GIVEN DATA
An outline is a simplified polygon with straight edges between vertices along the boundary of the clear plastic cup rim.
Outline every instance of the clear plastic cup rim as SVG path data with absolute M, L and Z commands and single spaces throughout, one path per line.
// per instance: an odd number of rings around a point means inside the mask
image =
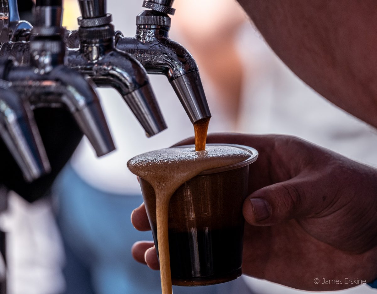
M 244 166 L 245 166 L 247 165 L 249 165 L 252 163 L 257 160 L 257 158 L 258 158 L 258 151 L 257 151 L 256 149 L 249 146 L 246 146 L 244 145 L 238 145 L 235 144 L 221 144 L 217 143 L 210 143 L 207 144 L 207 145 L 208 146 L 230 146 L 231 147 L 239 148 L 240 149 L 243 149 L 243 150 L 245 150 L 248 152 L 249 152 L 250 153 L 250 157 L 247 159 L 245 159 L 244 160 L 243 160 L 242 161 L 237 163 L 231 165 L 227 165 L 225 166 L 222 166 L 221 168 L 213 168 L 211 169 L 207 169 L 206 171 L 202 171 L 198 175 L 208 175 L 211 174 L 216 174 L 218 172 L 222 172 L 224 171 L 231 171 L 233 169 L 235 169 L 237 168 L 242 168 Z M 195 145 L 184 145 L 181 146 L 175 146 L 172 148 L 191 148 L 193 147 L 195 148 Z

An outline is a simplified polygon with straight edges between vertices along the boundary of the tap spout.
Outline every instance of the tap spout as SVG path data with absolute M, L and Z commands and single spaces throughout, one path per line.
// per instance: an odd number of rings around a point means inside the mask
M 83 132 L 100 157 L 115 150 L 95 85 L 86 77 L 64 66 L 53 70 L 52 80 L 60 81 L 64 86 L 62 101 L 73 114 Z
M 143 11 L 136 18 L 136 36 L 118 38 L 116 48 L 132 55 L 148 73 L 166 76 L 193 123 L 210 117 L 211 112 L 196 63 L 187 49 L 169 38 L 170 22 L 166 14 Z
M 81 44 L 82 45 L 82 44 Z M 167 128 L 147 73 L 137 60 L 115 48 L 95 62 L 85 52 L 93 52 L 97 45 L 82 46 L 70 50 L 67 59 L 69 67 L 87 75 L 99 87 L 111 87 L 122 96 L 144 129 L 147 137 Z
M 25 180 L 31 182 L 49 173 L 51 167 L 27 104 L 14 91 L 0 85 L 0 135 Z
M 8 70 L 6 79 L 12 88 L 28 100 L 34 108 L 65 106 L 100 157 L 115 150 L 94 85 L 88 79 L 63 65 L 41 75 L 34 67 Z

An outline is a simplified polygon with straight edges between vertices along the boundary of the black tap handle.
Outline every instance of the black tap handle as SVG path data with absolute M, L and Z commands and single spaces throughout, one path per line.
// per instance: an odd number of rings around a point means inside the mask
M 62 6 L 63 0 L 37 0 L 35 6 Z
M 107 0 L 78 0 L 83 18 L 101 17 L 106 15 Z

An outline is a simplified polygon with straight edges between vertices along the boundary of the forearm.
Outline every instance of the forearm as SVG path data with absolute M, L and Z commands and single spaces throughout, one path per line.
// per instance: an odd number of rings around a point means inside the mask
M 238 0 L 296 74 L 377 127 L 374 0 Z

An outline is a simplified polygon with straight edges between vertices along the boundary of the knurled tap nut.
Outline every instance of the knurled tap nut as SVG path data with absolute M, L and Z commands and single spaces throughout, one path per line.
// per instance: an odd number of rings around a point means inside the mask
M 150 2 L 147 0 L 145 0 L 143 2 L 143 7 L 148 9 L 151 9 L 155 11 L 158 11 L 172 15 L 174 15 L 175 13 L 175 9 L 174 8 L 154 2 Z
M 168 16 L 157 15 L 139 15 L 136 18 L 136 25 L 149 25 L 170 26 L 172 19 Z

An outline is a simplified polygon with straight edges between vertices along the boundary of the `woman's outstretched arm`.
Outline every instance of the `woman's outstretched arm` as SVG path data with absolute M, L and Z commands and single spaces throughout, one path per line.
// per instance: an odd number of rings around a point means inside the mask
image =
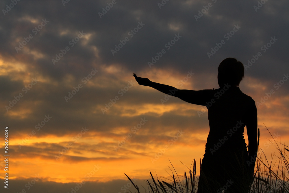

TASK TO COMPLETE
Revise the listing above so that "tap spout" becomes "faucet spout" everywhere it occurs, with everything else left as it is. Leave the pictures out of your reproduction.

TASK ANSWER
An outline is a simplified polygon with straight edges between vertices along the boundary of the clear plastic cup rim.
Outline every instance of the clear plastic cup rim as SVG path data with absolute M, L and Z commands and single spaces throughout, one path per line.
// per instance: an odd number of rings around a point means inside the mask
image =
M 244 166 L 245 166 L 247 165 L 249 165 L 252 163 L 257 160 L 257 158 L 258 158 L 258 151 L 257 151 L 256 149 L 249 146 L 246 146 L 244 145 L 238 145 L 235 144 L 221 144 L 217 143 L 210 143 L 207 144 L 207 145 L 208 146 L 230 146 L 231 147 L 239 148 L 240 149 L 243 149 L 243 150 L 245 150 L 248 152 L 249 152 L 250 153 L 250 157 L 247 159 L 245 159 L 244 160 L 243 160 L 242 161 L 237 163 L 231 165 L 227 165 L 225 166 L 222 166 L 221 168 L 213 168 L 211 169 L 207 169 L 206 171 L 202 171 L 198 175 L 208 175 L 211 174 L 216 174 L 218 172 L 222 172 L 224 171 L 231 171 L 233 169 L 235 169 L 237 168 L 242 168 Z M 195 145 L 184 145 L 181 146 L 175 146 L 172 148 L 191 148 L 193 147 L 195 148 Z

An outline is a simplified polygon with straight edges between vertices along the boundary of the faucet spout.
Outline every instance of the faucet spout as SVG path data with absolute M, L and Z commands and single spaces throughout, one path per line.
// per instance: an odd number of rings around a point means inside the mask
M 83 132 L 100 157 L 115 150 L 95 85 L 86 77 L 64 66 L 53 70 L 52 80 L 60 81 L 64 86 L 62 101 L 73 114 Z
M 143 11 L 136 18 L 136 36 L 118 38 L 116 48 L 132 55 L 148 73 L 166 76 L 193 123 L 210 117 L 211 112 L 196 63 L 187 49 L 169 38 L 170 22 L 166 14 Z
M 81 44 L 82 45 L 82 44 Z M 167 128 L 147 73 L 137 60 L 115 48 L 95 62 L 85 52 L 93 52 L 97 45 L 82 46 L 70 50 L 67 59 L 69 67 L 87 75 L 99 87 L 111 87 L 122 96 L 144 129 L 147 137 Z
M 25 180 L 31 182 L 49 173 L 51 167 L 27 104 L 14 91 L 0 85 L 0 135 Z
M 8 70 L 6 79 L 12 88 L 28 100 L 34 108 L 65 106 L 100 157 L 115 150 L 94 85 L 88 79 L 63 65 L 41 75 L 34 67 Z

An outline is a simplified polygon with straight edges between vertices along the boundary of the black tap handle.
Outline every instance of the black tap handle as SVG path data with absolute M, L and Z commands and single spaces throughout, one path per line.
// per instance: an odd number of rings around a point means inside the mask
M 62 6 L 63 0 L 37 0 L 35 6 Z
M 107 0 L 78 0 L 83 18 L 101 17 L 106 15 Z

An outline is a simplified polygon with straight edges between vertices along the boundary of the forearm.
Outline every instance of the forearm as SVG path data with absolute M, L and Z commands and single spaces throughout, one path per line.
// per instance: an odd number of rings around a point means inside the mask
M 238 0 L 296 74 L 377 127 L 374 0 Z

An outline is a simplified polygon with straight edges between vertices along the boundary of the knurled tap nut.
Outline every instance of the knurled tap nut as SVG path data with absolute M, L and Z commands and single spaces throughout, one path per line.
// per instance: an odd number of rings around a point means inside the mask
M 150 2 L 147 0 L 145 0 L 143 2 L 143 7 L 148 9 L 151 9 L 155 11 L 158 11 L 172 15 L 174 15 L 175 13 L 175 9 L 174 8 L 154 2 Z
M 168 16 L 157 15 L 139 15 L 136 18 L 136 25 L 149 25 L 170 26 L 172 19 Z

An outline is a simplified polygon with straight edges between vertices along the boundary of the `woman's outstretched arm`.
Outline every instance of the `woman's outstretched arm` as SVG path data with absolute M, L and Z commands and single spaces throughout, one path per line.
// per instance: an odd number of rings around a point means inside the mask
image =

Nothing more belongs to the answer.